Semprius to Produce Dot-Sized, Low Cost-High Efficiency Solar CPV Cells, Modules at NC Plant

Tiny solar cells developed by Durham, NC-based Semprius were validated by the US Dept. of Energy’s (DOE) National Renewable Energy Lab (NREL) as achieving an energy conversion efficiency of greater than 41% at a concentration of 1,000 suns. That’s one of the highest efficiencies ever recorded at this level of concentrated sunlight, NREL announced Dec. 14.

With seed funding from the DOE and the help of experts at the NREL-based SunShot Incubator Program, Semprius now aims to manufacture and commercialize its technology utilizing its patented micro-transfer printing process, a low cost, massive parallel process that simultaneously transfers thousands of the preformed circuit elements from a source semiconductor to almost any other substrate.

Construction of Semprius’s manufacturing plant in Henderson, NC began earlier this year. North Carolina and local agencies contributed $7.9 million for the 50,000-square foot plant, which is expected to employ 256 people at full build-out. The plant’s due to be commissioned in 2012 with an initial capacity of 5 megawatts (MW), expanding to 35 MW over time.

Tiny CPV Cells Competitive with Fossil Fuels

The market for highly-concentrated solar photovoltaics (CPV) is expected to at least double every year over the next nine years, reaching greater than 10 gigawatts (GWs) of power by 2020, according to Semprius CEO Joe Carr. The modules produced at the Henderson plant will be 24 inches by 18 inches, and about 2-1/2 inches deep, have a concentration of more than 1,100 suns and an efficiency of more than 31%. It’s believed that Semprius’s CPV modules would be cost competitive with fossil fuel technology at high volume.

■ TASKS TO COMPLETE ■
1. Before turning to the data, copy the passage of the Semprius solar cell article from "The market for" up to and including "at high volume.".
2. Extend the Semprius solar cell article past the point where the excerpt ends, continuing from its final sentence.

■ DATA SUPPLIED ■
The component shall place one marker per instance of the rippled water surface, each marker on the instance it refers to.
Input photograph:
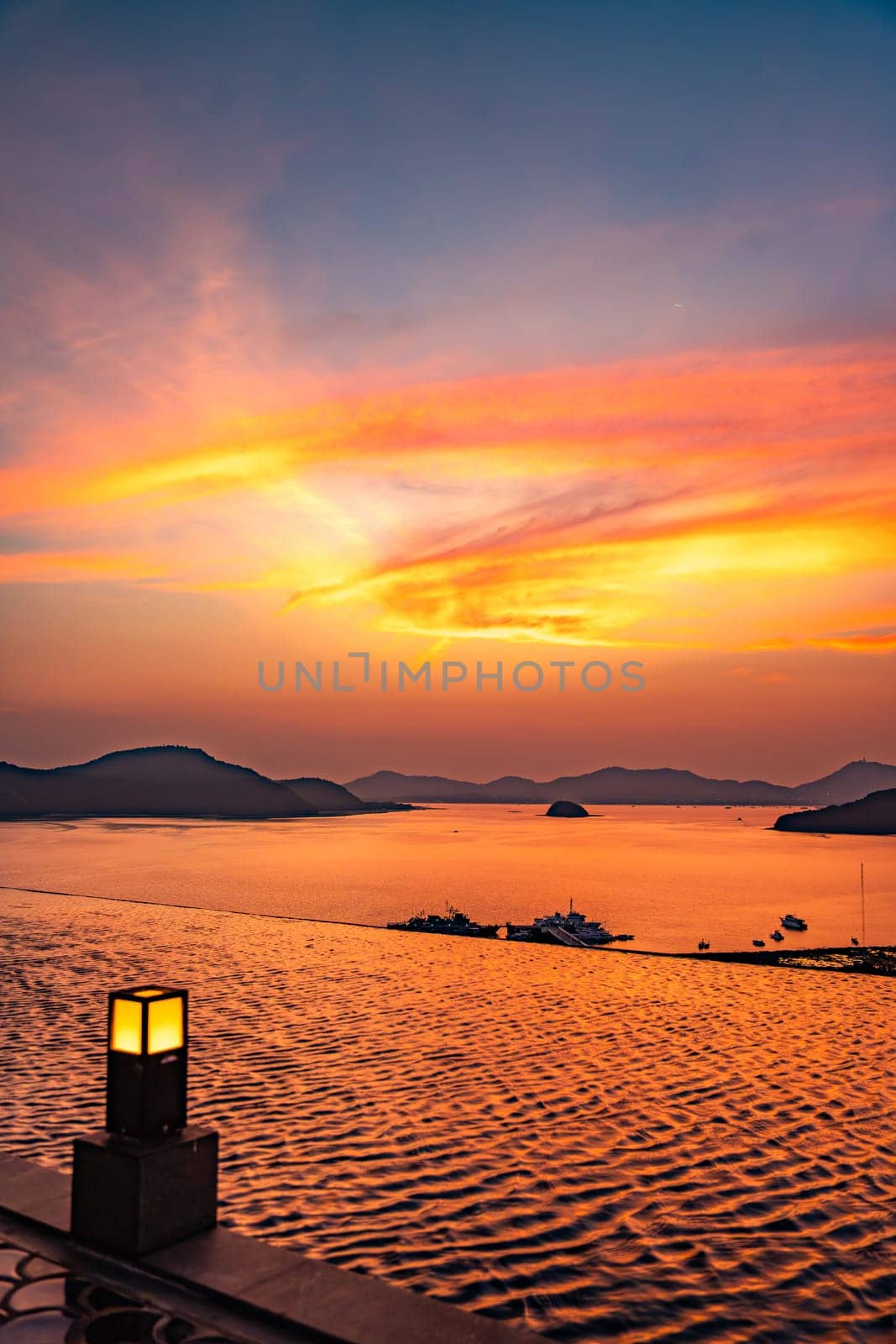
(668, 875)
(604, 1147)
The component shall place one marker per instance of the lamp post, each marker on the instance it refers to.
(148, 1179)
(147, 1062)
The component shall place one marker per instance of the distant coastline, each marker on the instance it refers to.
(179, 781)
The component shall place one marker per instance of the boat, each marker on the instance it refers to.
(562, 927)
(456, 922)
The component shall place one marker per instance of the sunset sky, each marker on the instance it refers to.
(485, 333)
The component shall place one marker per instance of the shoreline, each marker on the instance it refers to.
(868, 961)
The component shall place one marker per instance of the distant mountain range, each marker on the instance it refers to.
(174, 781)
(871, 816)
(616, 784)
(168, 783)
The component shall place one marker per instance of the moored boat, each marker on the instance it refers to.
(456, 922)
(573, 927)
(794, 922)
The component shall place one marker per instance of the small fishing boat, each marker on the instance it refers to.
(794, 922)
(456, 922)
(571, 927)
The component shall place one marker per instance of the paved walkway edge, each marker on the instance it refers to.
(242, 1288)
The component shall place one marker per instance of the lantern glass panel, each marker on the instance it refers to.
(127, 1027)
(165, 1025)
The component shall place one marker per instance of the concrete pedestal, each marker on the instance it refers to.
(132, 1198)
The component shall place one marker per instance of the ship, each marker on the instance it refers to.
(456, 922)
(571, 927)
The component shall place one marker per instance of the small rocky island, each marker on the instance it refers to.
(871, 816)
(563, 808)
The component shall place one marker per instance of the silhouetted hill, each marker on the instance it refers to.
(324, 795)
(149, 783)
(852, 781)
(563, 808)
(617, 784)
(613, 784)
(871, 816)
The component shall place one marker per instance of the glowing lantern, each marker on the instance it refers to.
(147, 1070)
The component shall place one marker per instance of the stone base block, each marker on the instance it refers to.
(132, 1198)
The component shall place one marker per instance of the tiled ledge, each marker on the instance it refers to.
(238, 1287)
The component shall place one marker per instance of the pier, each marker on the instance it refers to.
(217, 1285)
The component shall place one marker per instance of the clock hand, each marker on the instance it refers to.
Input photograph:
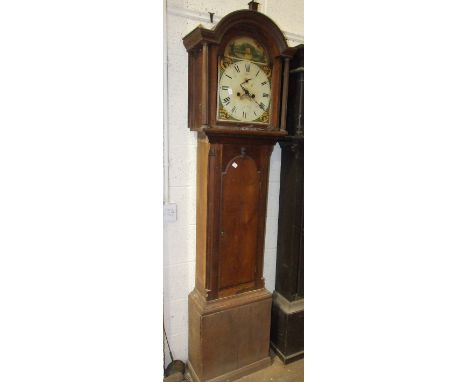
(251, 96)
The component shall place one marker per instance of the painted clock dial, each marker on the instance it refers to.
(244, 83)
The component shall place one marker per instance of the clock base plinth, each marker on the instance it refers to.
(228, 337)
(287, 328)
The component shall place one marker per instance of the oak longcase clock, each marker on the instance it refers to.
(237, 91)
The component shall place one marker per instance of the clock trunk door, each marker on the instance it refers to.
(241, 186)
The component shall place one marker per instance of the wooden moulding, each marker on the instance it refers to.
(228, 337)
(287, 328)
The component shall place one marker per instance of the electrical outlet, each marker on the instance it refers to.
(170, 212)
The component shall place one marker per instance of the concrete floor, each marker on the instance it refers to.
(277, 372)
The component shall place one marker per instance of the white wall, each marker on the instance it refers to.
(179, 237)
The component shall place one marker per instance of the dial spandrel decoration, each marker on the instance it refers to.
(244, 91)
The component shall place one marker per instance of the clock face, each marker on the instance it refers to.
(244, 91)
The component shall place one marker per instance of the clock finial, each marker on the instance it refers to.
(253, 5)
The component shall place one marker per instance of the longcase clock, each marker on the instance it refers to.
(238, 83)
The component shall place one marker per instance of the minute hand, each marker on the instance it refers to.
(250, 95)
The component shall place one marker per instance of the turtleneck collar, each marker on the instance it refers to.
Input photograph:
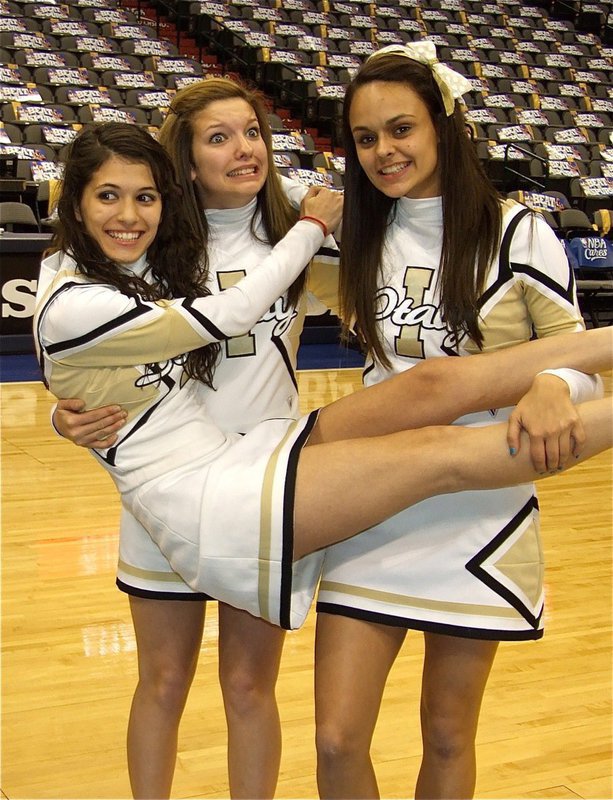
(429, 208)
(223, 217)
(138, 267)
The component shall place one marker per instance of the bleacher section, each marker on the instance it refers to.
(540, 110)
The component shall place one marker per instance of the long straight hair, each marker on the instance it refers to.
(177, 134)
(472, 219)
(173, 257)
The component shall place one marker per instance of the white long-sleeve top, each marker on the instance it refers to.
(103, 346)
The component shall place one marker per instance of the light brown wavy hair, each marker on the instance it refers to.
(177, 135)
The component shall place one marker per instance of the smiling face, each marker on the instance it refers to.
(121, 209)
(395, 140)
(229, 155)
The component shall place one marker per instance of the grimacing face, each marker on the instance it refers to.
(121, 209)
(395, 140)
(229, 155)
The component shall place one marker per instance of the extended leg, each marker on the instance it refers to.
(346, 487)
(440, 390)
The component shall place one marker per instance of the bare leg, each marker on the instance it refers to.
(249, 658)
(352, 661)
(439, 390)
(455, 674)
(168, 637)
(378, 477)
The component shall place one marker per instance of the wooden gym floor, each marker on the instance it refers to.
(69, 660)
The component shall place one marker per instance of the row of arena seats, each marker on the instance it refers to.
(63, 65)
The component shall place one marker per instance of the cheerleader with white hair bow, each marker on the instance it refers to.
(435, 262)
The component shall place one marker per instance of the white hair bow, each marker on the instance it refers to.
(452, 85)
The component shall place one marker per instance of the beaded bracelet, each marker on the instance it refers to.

■ ANSWERS BY ITEM ■
1.
The market for highly-concentrated solar photovoltaics (CPV) is expected to at least double every year over the next nine years, reaching greater than 10 gigawatts (GWs) of power by 2020, according to Semprius CEO Joe Carr. The modules produced at the Henderson plant will be 24 inches by 18 inches, and about 2-1/2 inches deep, have a concentration of more than 1,100 suns and an efficiency of more than 31%. It’s believed that Semprius’s CPV modules would be cost competitive with fossil fuel technology at high volume.

2.
About the diameter of a dot made by a ballpoint pen, Semprius’s solar photovoltaic (PV) cells are triple junction cells made of gallium arsenide. Low cost lenses concentrate sunlight 1,100-times onto the cells. Their tiny size reduces module cost as they take up only 1/1000th of the entire solar module area. It also enables a high density of cells per module, which better distributes unwanted heat across the entire solar module solar area. That eliminates the need for heat dissipation hardware, such as heat fins, further reducing production costs.

Semprius’s patented micro-transfer printing process allows thousands of its concentrated solar PV cells (CPV) to be transferred from a growth substrate to a semiconductor wafer or other form factor. It’s a continuous, massive parallel process that runs continuously and allows the growth substrate to be used repeatedly, which cuts costs dramatically, according to NREL and Semprius.

The process was originally developed by University of Illinois Professor John Rogers and his R&D team, which they initially envisaged being used to manufacture flexible electronics. Rogers then realized that applying the technology to CPV design could be much more lucrative, NREL recounted.

“We’re using a completely different approach to what has been practiced,” said Kanchan Ghosal, CPV Applications Engineering Manager and the principal investigator for Semprius’ PV Incubator Award. “This approach uses micro-cells and transfer printing to significantly reduce the use of materials in highly concentrated PV modules. And it provides a highly parallel method to manufacture the module, based on established microelectronics processes and equipment.”

Semprius claims its low-cost manufacturing approach by 50%. Progress to data has been enough to grab the attention of multinational power industry giant Siemens, which took a 16% equity stake in the company as part of a $20 million investment from venture capitalists.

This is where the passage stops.